Показателен и тот факт, что нынешним латиноамериканским бандам и мафии подобное мировосприятие тоже не чуждо – по крайней мере в той части, где это приносит им определенную выгоду. Так, погибший в декабре 2010 года колумбийский наркобарон Педро Оливьеро Герреро дал своей организации название «Народная революционная антиподрывная армия Колумбии» (Ejercito Revolucionario Popular Antisubversivo de Colombia, ERPAC). Он, как и многие лидеры подобных организаций, воспользовался характерной особенностью коллективного менталитета латиноамериканских правительств. Поскольку большинство из них так или иначе уходит корнями в какое-либо успешное революционное движение прошлых лет, любая банда, формально декларирующая наличие какой-либо идеологии, за торжество которой она якобы борется, может рассчитывать на диалог с властями вместо безоговорочного преследования.
 Иными словами, отношение к партизанам, революционерам и экстремистам (но обязательно «идейным») в Латинской Америке на момент написания этой статьи значительно лучше, чем к членам организованных преступных группировок, причем не только среди населения, но и на государственном уровне. По-видимому, мексиканские картели еще не в полной мере осознали эту возможность (да и проблематично провести такой ребрендинг для уже существующей организации). Однако можно быть абсолютно уверенным, что в ходе распада и дробления (а значит появления новых «брендов») некоторые из них попытаются воспользоваться этим трюком, чтобы обезопасить себя. Но мексиканской наркомафии не стоит забывать, что Соединенные Штаты не только не испытывают «сантиментов» в отношении разного рода повстанцев, но, как правило, и видят в этом лишний повод применить военную силу. Благодаря тем же заявлениям госсекретаря Клинтон, подобный трюк любого картеля будет Вашингтону только на руку. Сейчас США в выборе «лица» врага для новой антинаркотической стратегии (подобно тому, как для международного терроризма таким «лицом» был Усама бен Ладен) приходится довольствоваться ближайшим подобием партизанской организации среди наркотрафикантов – бывшими армейскими спецназовцами Los Zetas , которым сейчас уделяется особое внимание как в СМИ, так и со стороны официальных лиц.

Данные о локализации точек

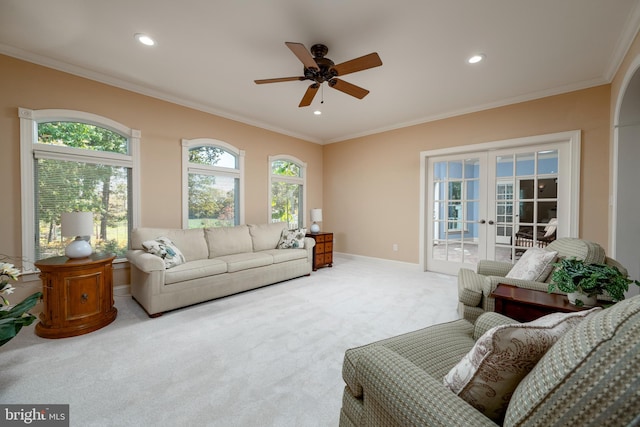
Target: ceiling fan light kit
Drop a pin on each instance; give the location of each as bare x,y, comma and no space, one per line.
319,69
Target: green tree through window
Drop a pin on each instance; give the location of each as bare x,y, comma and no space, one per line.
88,184
287,185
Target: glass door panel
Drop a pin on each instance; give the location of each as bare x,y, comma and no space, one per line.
495,204
456,210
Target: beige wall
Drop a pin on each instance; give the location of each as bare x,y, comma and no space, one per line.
371,197
162,124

Задания →
A – Ответьте на вопросы по фрагменту о латиноамериканских бандах:
(i) Когда погиб колумбийский наркобарон Педро Оливьеро Герреро?
(ii) Какое название он дал своей организации?
(iii) Кого США сейчас делают «лицом» врага для новой антинаркотической стратегии?
B – Продолжите, пожалуйста, фрагмент о латиноамериканских бандах, начиная сразу после его последнего предложения.

Ответы по заданиям →
A –
(i) В декабре 2010 года.
(ii) «Народная революционная антиподрывная армия Колумбии» (Ejercito Revolucionario Popular Antisubversivo de Colombia, ERPAC).
(iii) Бывших армейских спецназовцев Los Zetas.

B –
 При этом Вашингтон пока исключает возможность полноценной гуманитарной операции в Мексике. Но, учитывая напряженную историю взаимодействия двух стран, общественное мнение по обе стороны границы необходимо тщательно готовить даже к минимальному вовлечению представителей США в борьбу с картелями на мексиканской территории. В этом и заключается вторая причина медиакампании, предпринятой госдепартаментом США в начале 2011 года. По-видимому, двум странам уже удалось достичь определенных успехов в этом вопросе. Так, после нападения на двух агентов американской миграционной службы в городе Сан Луис Потоси (один из них погиб) представители силовых служб Соединенных Штатов получили невиданную со времён дела Камарены свободу действий в проведении расследования на мексиканской территории. Успех такого формата сотрудничества был закреплен скоординированными совместными действиями в ходе апрельского кризиса в Тамаулипасе, когда было обнаружено массовое захоронение 145-ти жертв картеля Los Zetas.
 Подводя общий итог, необходимо отметить, что, и не оправдав себя в борьбе с наркотрафиком, «Мерида» стала первым шагом США и Мексики навстречу друг другу, который был так необходим после дипломатических провалов конца XX века. При этом внешние признаки позволяют предположить, что два государства договорились о постепенном гибком и потенциально неограниченном физическом вовлечении Соединенных Штатов в мексиканский конфликт. Вероятнее всего, стимулом к этой договоренности послужила даже не угроза безопасности обеих стран, которую представляет собой нарковойна, а такие риски, как реставрация авторитаризма и приход левых к власти в Мексике на волне этого кризиса. Это подтверждается и тем, что социальная составляющая борьбы с наркотиками наконец учитывается, но находится в рамках все той же слишком медленно претворяющейся в жизнь инициативы «Мерида». Таким образом, оба правительства, по-видимому, в преддверии выборов решили сделать ставку на громкие спецоперации, аресты и прочие эффектные, но не всегда эффективные меры. Если этот расчет оправдается и Партия национального действия удержится у власти – можно будет подумать о полноценной антинаркотической стратегии.